▶ TEXT PASSAGE:
☆ ☆ ☆ ☆
In 1906, Chulkov edited Fakely (Torches), an anthology of Symbolist writing, which called on Russian writers to:

abandon Symbolism and Decadence and move forward to "new mystical experience". [1]

Later in the year Chulkov followed up with a "Mystical Anarchism" manifesto. [2]

The doctrine has been described as:

a mish-mash of Nietzsche, Herzen, Bakunin, Merezhkovsky (Chulkov was a former editor of New Path ), Ibsen, Byron, utopian socialism, Tolstoy's Christian anarchism, and Dostoyevsky's rejection of necessity. [3]

Alexander Blok and especially Vyacheslav Ivanov were supportive of the new doctrine while Valery Bryusov, the editor of the leading Symbolist magazine The Balance, and Andrei Bely were opposed to it. The resulting controversy raged on the pages of Russian Symbolist magazines until late 1908.
☆ ☆ ☆ ☆
▶ DATA LISTING:
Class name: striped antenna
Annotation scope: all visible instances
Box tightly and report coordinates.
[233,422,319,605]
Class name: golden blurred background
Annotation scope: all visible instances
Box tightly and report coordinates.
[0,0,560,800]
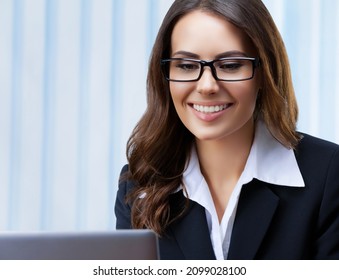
☆ ☆ ☆ ☆
Translate this sentence from the passage on Mystical Anarchism into French: "Later in the year Chulkov followed up with a 'Mystical Anarchism' manifesto."

Plus tard dans l'année, Chulkov y donna suite avec un manifeste de l'« anarchisme mystique ».